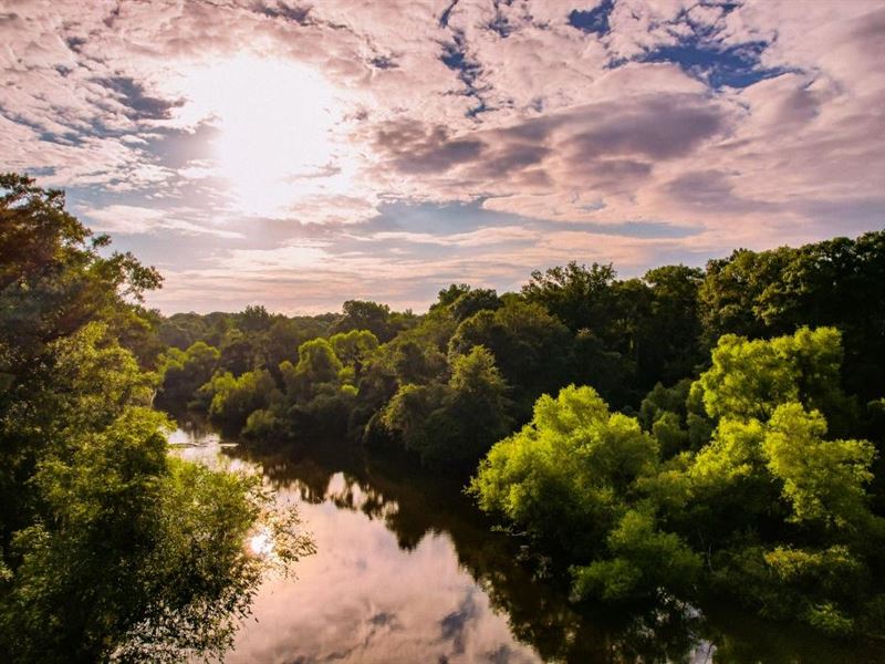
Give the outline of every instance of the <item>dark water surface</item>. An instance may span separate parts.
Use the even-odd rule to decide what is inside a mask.
[[[184,457],[262,473],[316,543],[296,578],[262,585],[229,663],[885,662],[881,644],[729,606],[579,611],[458,483],[403,461],[346,446],[261,455],[192,427],[171,440]]]

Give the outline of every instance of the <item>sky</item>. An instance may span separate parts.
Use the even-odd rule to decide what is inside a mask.
[[[885,227],[885,2],[0,0],[0,170],[164,313]]]

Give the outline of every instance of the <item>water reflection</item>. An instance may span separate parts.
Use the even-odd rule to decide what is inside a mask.
[[[204,440],[179,453],[259,469],[299,505],[317,548],[296,580],[262,587],[231,663],[885,661],[728,606],[705,606],[705,620],[675,601],[579,611],[532,578],[458,483],[344,446],[258,454]]]

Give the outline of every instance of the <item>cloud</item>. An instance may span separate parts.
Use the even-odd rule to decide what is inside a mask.
[[[22,1],[0,155],[124,248],[198,237],[243,270],[176,259],[164,307],[296,309],[293,283],[420,307],[450,278],[879,228],[883,31],[865,0]]]
[[[219,238],[241,238],[242,234],[221,228],[200,226],[176,217],[176,210],[163,210],[129,205],[110,205],[104,208],[87,208],[86,224],[93,230],[144,235],[162,230],[174,230],[184,235],[210,235]],[[180,211],[178,212],[180,214]]]

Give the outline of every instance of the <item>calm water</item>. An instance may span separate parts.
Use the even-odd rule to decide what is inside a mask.
[[[885,662],[883,647],[728,606],[579,612],[457,484],[402,463],[329,447],[258,455],[194,428],[171,440],[187,458],[262,473],[316,543],[295,579],[261,588],[229,663]]]

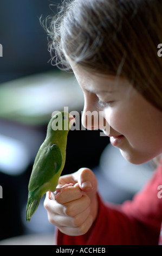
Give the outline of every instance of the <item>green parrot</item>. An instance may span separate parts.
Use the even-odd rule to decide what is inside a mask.
[[[48,125],[47,136],[36,156],[29,182],[27,222],[30,220],[44,194],[55,190],[65,164],[68,133],[75,121],[70,114],[60,112]]]

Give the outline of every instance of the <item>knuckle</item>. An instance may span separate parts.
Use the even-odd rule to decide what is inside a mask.
[[[76,209],[73,204],[70,204],[68,206],[65,208],[65,214],[69,217],[74,217],[75,216]]]
[[[76,216],[74,217],[74,224],[75,227],[79,227],[81,225],[82,220],[80,217],[78,217],[77,216]]]

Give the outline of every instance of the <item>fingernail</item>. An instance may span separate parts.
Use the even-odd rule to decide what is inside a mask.
[[[92,185],[90,181],[85,181],[82,184],[82,187],[91,188],[92,187]]]

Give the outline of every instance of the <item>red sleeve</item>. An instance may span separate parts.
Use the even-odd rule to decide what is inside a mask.
[[[121,205],[104,203],[99,196],[99,213],[90,233],[70,236],[57,230],[57,244],[81,245],[158,245],[162,221],[162,185],[159,166],[144,189]]]

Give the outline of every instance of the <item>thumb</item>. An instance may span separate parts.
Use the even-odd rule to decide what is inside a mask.
[[[87,168],[81,168],[75,173],[79,187],[84,192],[96,191],[98,182],[94,173]]]

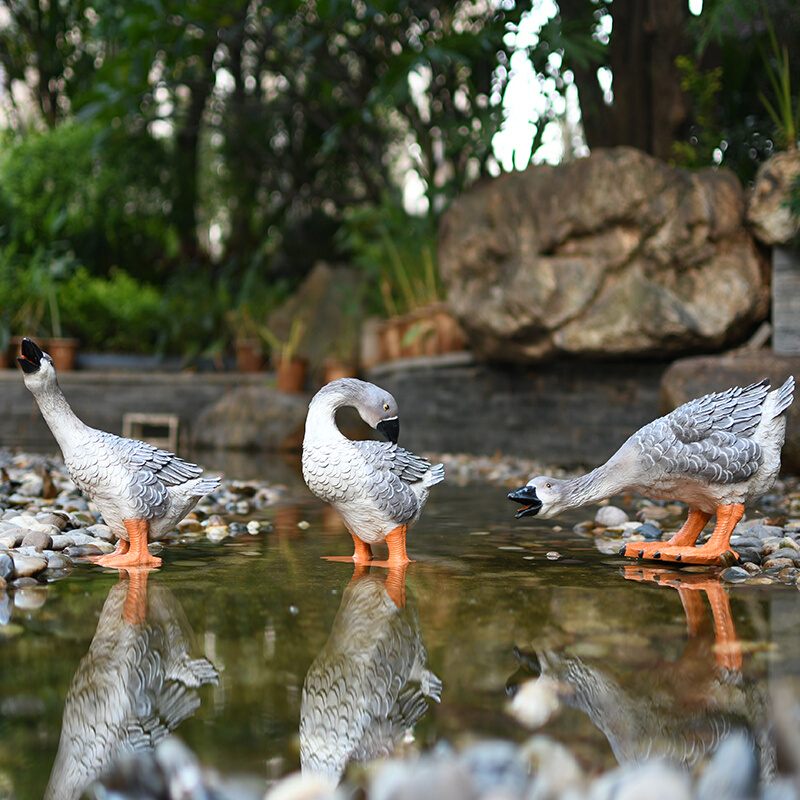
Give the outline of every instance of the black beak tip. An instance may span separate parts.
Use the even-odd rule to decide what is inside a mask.
[[[397,417],[382,419],[375,426],[375,430],[383,434],[392,444],[397,444],[397,440],[400,438],[400,420]]]
[[[23,339],[21,348],[22,355],[17,357],[17,361],[19,362],[20,367],[22,367],[22,371],[27,375],[30,375],[36,372],[41,363],[42,357],[44,353],[39,345],[36,342],[31,341],[30,339]]]
[[[536,489],[534,489],[533,486],[523,486],[521,489],[511,492],[508,495],[508,499],[522,506],[522,508],[514,514],[515,519],[534,515],[542,507],[542,501],[537,496]]]

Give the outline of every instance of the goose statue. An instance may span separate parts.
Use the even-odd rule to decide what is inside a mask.
[[[166,586],[148,586],[148,572],[120,570],[103,604],[64,703],[45,800],[84,797],[115,763],[152,752],[197,711],[200,687],[218,682],[180,602]],[[109,790],[86,796],[120,795]]]
[[[348,763],[394,753],[442,693],[413,597],[398,605],[387,585],[404,586],[405,576],[370,570],[355,565],[330,637],[303,681],[300,767],[337,782]]]
[[[356,409],[361,419],[389,441],[353,441],[336,425],[336,412]],[[353,537],[353,561],[372,558],[372,545],[385,541],[383,566],[407,564],[406,532],[419,519],[431,486],[444,478],[432,466],[397,446],[397,402],[389,392],[356,378],[323,386],[308,407],[303,438],[303,477],[308,488],[330,503]],[[378,562],[372,562],[378,565]]]
[[[602,466],[571,480],[536,477],[508,495],[516,516],[545,519],[623,492],[689,506],[667,542],[626,544],[621,555],[690,564],[719,564],[744,507],[766,493],[781,465],[786,410],[794,378],[770,391],[763,380],[684,403],[634,433]],[[716,515],[710,539],[695,547]]]
[[[53,359],[30,339],[22,340],[17,359],[25,386],[39,404],[47,426],[61,448],[75,485],[91,500],[119,537],[102,566],[157,567],[147,543],[164,538],[219,486],[219,478],[202,478],[203,470],[167,450],[124,439],[85,425],[61,391]]]

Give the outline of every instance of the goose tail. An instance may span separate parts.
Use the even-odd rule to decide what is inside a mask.
[[[436,486],[437,483],[441,483],[443,480],[444,464],[436,464],[436,466],[428,470],[428,474],[425,476],[425,485]]]
[[[222,481],[220,478],[201,478],[194,485],[194,491],[201,496],[205,494],[211,494],[211,492],[215,492],[217,489],[219,489],[221,482]]]
[[[775,392],[775,407],[773,414],[779,417],[786,411],[794,400],[794,376],[790,375],[786,383]]]

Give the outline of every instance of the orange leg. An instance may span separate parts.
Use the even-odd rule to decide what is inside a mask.
[[[620,555],[628,558],[663,558],[665,561],[688,561],[686,556],[679,558],[668,558],[664,556],[664,551],[668,548],[681,549],[681,552],[692,552],[697,537],[702,533],[711,514],[705,511],[698,511],[696,508],[689,509],[689,517],[683,523],[681,529],[666,542],[628,542],[620,551]],[[737,520],[738,521],[738,520]]]
[[[130,541],[128,550],[119,553],[114,551],[107,556],[98,558],[95,563],[118,569],[160,566],[161,559],[151,556],[147,549],[147,533],[150,530],[150,523],[146,519],[126,519],[124,523]]]
[[[389,574],[386,576],[386,593],[398,608],[404,608],[406,604],[407,566],[408,564],[397,564],[389,567]]]
[[[366,561],[372,560],[372,548],[362,539],[359,539],[354,533],[350,534],[353,537],[353,544],[355,545],[355,552],[353,553],[353,561],[356,564],[363,564]]]
[[[736,527],[736,523],[744,514],[744,506],[741,503],[730,503],[725,506],[717,506],[717,524],[711,538],[700,547],[670,545],[660,548],[657,553],[653,553],[651,558],[661,558],[664,561],[680,561],[683,564],[708,564],[719,566],[723,562],[720,556],[730,550],[731,533]],[[735,554],[734,554],[735,555]],[[738,558],[738,556],[736,556]]]
[[[402,567],[410,564],[411,559],[406,554],[407,525],[398,525],[393,531],[386,534],[386,546],[389,548],[389,558],[386,561],[373,561],[373,567]]]
[[[106,553],[104,556],[91,556],[89,561],[92,561],[95,564],[102,564],[103,562],[100,559],[108,558],[108,556],[123,556],[128,552],[128,548],[130,546],[131,544],[127,539],[117,539],[117,546],[113,553]]]

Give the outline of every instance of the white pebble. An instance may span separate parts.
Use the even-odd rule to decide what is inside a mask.
[[[628,521],[628,515],[616,506],[601,506],[594,515],[594,521],[604,528],[617,528]]]

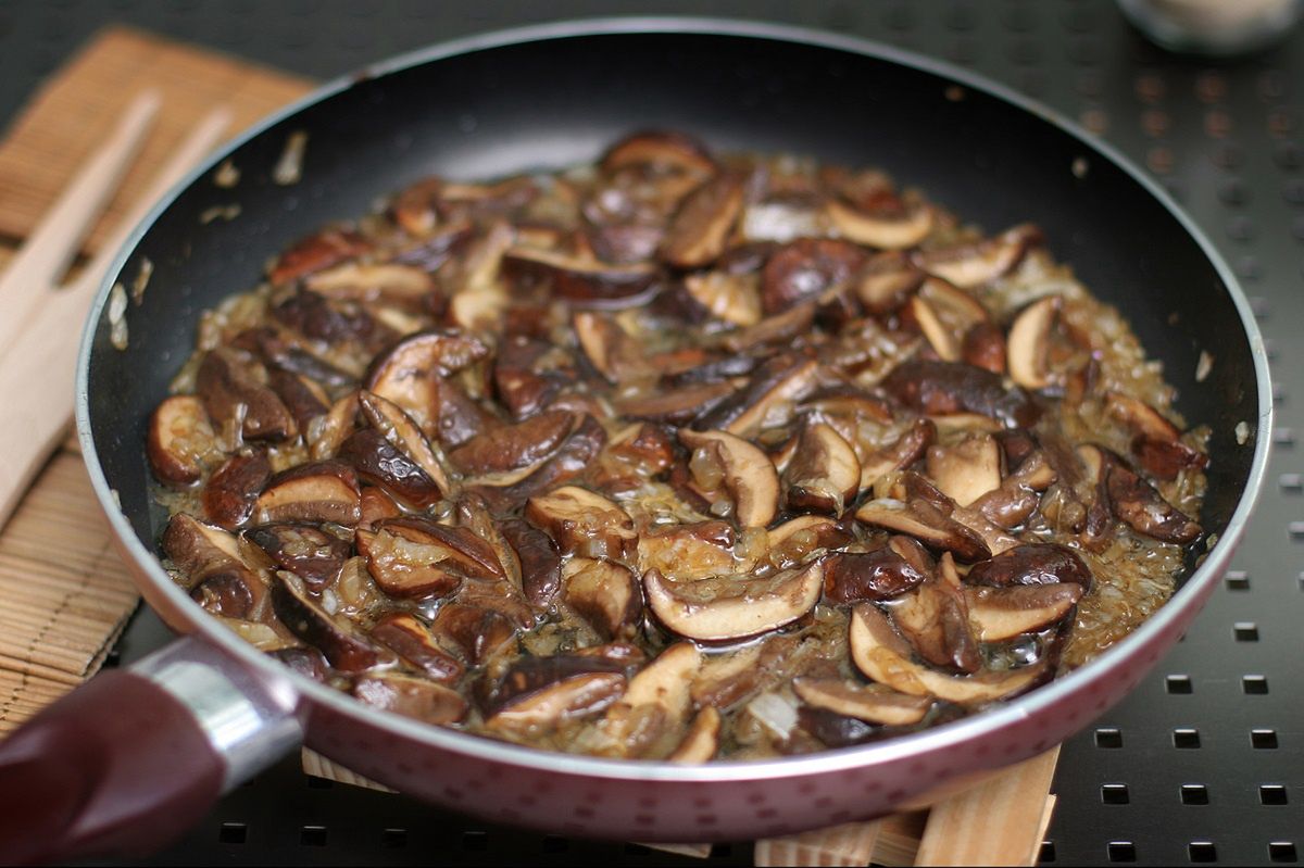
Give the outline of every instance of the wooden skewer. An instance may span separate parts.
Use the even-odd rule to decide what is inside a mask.
[[[68,429],[81,323],[90,296],[116,257],[121,239],[163,193],[213,150],[228,123],[226,109],[201,121],[160,171],[149,193],[136,203],[130,218],[117,228],[115,244],[106,245],[67,289],[47,293],[46,301],[20,323],[21,330],[12,343],[0,351],[0,394],[10,400],[8,424],[0,431],[0,455],[5,456],[0,463],[0,527],[9,520]]]
[[[31,313],[77,254],[77,245],[130,166],[158,113],[159,95],[145,91],[132,100],[104,146],[64,190],[55,206],[27,237],[0,279],[0,298],[8,314],[0,321],[0,347],[8,347],[27,326]]]

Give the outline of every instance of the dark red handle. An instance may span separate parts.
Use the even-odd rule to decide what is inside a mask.
[[[0,864],[162,847],[222,795],[224,773],[171,693],[103,673],[0,742]]]

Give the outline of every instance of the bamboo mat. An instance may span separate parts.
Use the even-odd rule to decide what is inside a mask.
[[[8,239],[0,241],[0,268],[146,87],[160,93],[163,111],[85,253],[103,242],[205,112],[228,106],[233,132],[310,82],[137,30],[102,31],[40,89],[0,143],[0,239]],[[137,602],[69,439],[0,532],[0,736],[93,675]],[[1046,798],[1054,768],[1051,751],[931,812],[762,841],[756,864],[1034,864],[1054,804]],[[312,751],[304,752],[304,770],[385,790]],[[992,815],[994,804],[1004,805],[1001,816]],[[704,845],[664,848],[709,854]]]
[[[33,96],[0,143],[0,267],[141,90],[158,90],[163,108],[87,253],[210,108],[231,108],[233,133],[309,86],[151,34],[102,31]],[[0,735],[93,675],[137,600],[69,439],[0,533]]]

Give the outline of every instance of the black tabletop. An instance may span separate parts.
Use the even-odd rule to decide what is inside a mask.
[[[96,29],[132,23],[313,77],[471,33],[625,13],[737,16],[884,40],[1041,99],[1176,194],[1239,274],[1269,340],[1269,485],[1194,627],[1064,747],[1043,864],[1297,863],[1304,848],[1304,31],[1235,64],[1153,48],[1104,0],[0,0],[0,119]],[[3,194],[3,192],[0,192]],[[149,613],[119,657],[164,641]],[[289,759],[154,864],[665,864],[638,845],[486,826],[306,778]],[[750,864],[750,845],[713,864]],[[692,864],[682,859],[683,864]]]

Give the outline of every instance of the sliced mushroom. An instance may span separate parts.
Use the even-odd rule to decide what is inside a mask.
[[[164,485],[184,489],[198,482],[203,461],[215,448],[209,414],[194,395],[172,395],[154,408],[146,454]]]
[[[696,765],[716,759],[720,752],[720,712],[709,705],[702,709],[689,725],[679,747],[666,757],[666,761]]]
[[[449,473],[443,469],[442,459],[402,407],[366,390],[359,392],[357,403],[376,430],[421,468],[442,495],[450,495],[454,491]],[[413,503],[412,506],[422,504]]]
[[[571,558],[562,567],[562,596],[604,640],[631,639],[643,615],[639,580],[622,564]]]
[[[1068,546],[1030,542],[974,564],[965,583],[994,588],[1064,583],[1088,589],[1091,586],[1091,571]]]
[[[852,662],[866,678],[910,696],[936,696],[958,705],[979,705],[1009,697],[1033,687],[1047,674],[1043,657],[1038,662],[1004,673],[944,675],[911,662],[910,646],[874,603],[852,610]]]
[[[960,506],[969,506],[1000,486],[1000,444],[990,434],[928,448],[928,477]]]
[[[638,543],[634,520],[625,510],[574,485],[529,498],[526,519],[546,530],[562,554],[623,558]]]
[[[498,530],[520,560],[520,590],[537,609],[546,609],[561,588],[562,559],[552,537],[520,519],[498,523]]]
[[[661,258],[677,268],[700,268],[715,262],[738,222],[742,202],[742,182],[733,175],[720,175],[699,186],[670,222]]]
[[[299,431],[295,417],[266,384],[266,371],[249,353],[218,347],[203,356],[194,388],[209,418],[235,425],[246,439],[284,441]]]
[[[404,338],[377,357],[364,381],[368,391],[398,404],[434,437],[438,396],[437,381],[459,371],[489,354],[479,338],[458,331],[425,331]]]
[[[342,540],[310,524],[265,524],[244,533],[271,558],[280,570],[287,570],[319,592],[339,575],[349,555],[348,540]]]
[[[524,657],[492,692],[485,726],[537,734],[599,714],[625,693],[622,669],[596,657]]]
[[[682,742],[692,702],[689,688],[699,669],[702,653],[692,643],[677,643],[630,679],[601,723],[618,755],[665,756]]]
[[[975,244],[917,253],[914,261],[928,274],[969,289],[1009,272],[1041,241],[1041,229],[1024,224]]]
[[[338,459],[352,467],[363,481],[381,486],[413,508],[424,510],[443,499],[438,484],[374,429],[349,435],[340,444]]]
[[[689,639],[743,639],[789,624],[819,602],[823,563],[785,570],[767,579],[719,576],[669,583],[656,570],[643,575],[647,601],[673,632]]]
[[[343,461],[309,461],[271,477],[258,495],[258,524],[334,521],[353,527],[361,515],[357,474]]]
[[[855,517],[876,528],[911,536],[930,549],[951,551],[968,563],[991,557],[991,549],[982,537],[919,498],[913,498],[909,503],[875,498],[861,506]]]
[[[861,461],[832,426],[808,425],[797,438],[784,481],[790,508],[841,515],[861,489]]]
[[[385,656],[343,618],[334,618],[313,601],[299,576],[278,572],[271,583],[271,606],[292,633],[326,656],[342,673],[361,673],[385,662]]]
[[[353,696],[373,708],[425,723],[455,723],[467,716],[467,701],[455,689],[428,678],[378,673],[353,682]]]
[[[925,718],[932,699],[863,687],[838,678],[794,678],[793,692],[812,708],[884,726],[910,726]]]
[[[262,450],[250,450],[228,457],[213,472],[200,503],[203,516],[227,530],[235,530],[249,520],[258,495],[271,478],[271,463]]]
[[[837,199],[824,206],[829,222],[844,237],[879,250],[913,248],[932,232],[932,209],[918,206],[902,211],[874,214]]]
[[[999,643],[1059,623],[1081,600],[1082,585],[1011,585],[964,589],[978,641]]]
[[[430,631],[472,666],[484,663],[516,637],[516,628],[501,613],[460,602],[445,603]]]
[[[694,478],[705,491],[724,491],[733,519],[743,528],[763,528],[778,510],[778,474],[759,448],[726,431],[679,430],[692,450]]]
[[[1000,375],[962,362],[908,361],[884,378],[883,388],[927,416],[979,413],[1007,427],[1028,427],[1041,416],[1022,388],[1005,388]]]
[[[1059,296],[1046,296],[1024,308],[1009,327],[1009,378],[1024,388],[1046,388],[1052,383],[1046,353],[1061,306]]]
[[[882,602],[918,586],[927,572],[892,549],[840,551],[824,560],[824,600],[837,605]]]
[[[865,265],[865,252],[838,239],[797,239],[780,248],[760,279],[760,302],[767,315],[782,313],[845,284]]]
[[[372,627],[370,637],[441,684],[455,684],[466,671],[455,657],[439,646],[434,633],[416,615],[390,613]]]

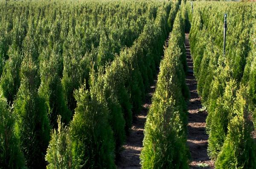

==================================================

■ **Exercise details**:
How many lines in the data above contain the string "black"? Case matters; reply with the number alone.

■ **Problem solution**:
2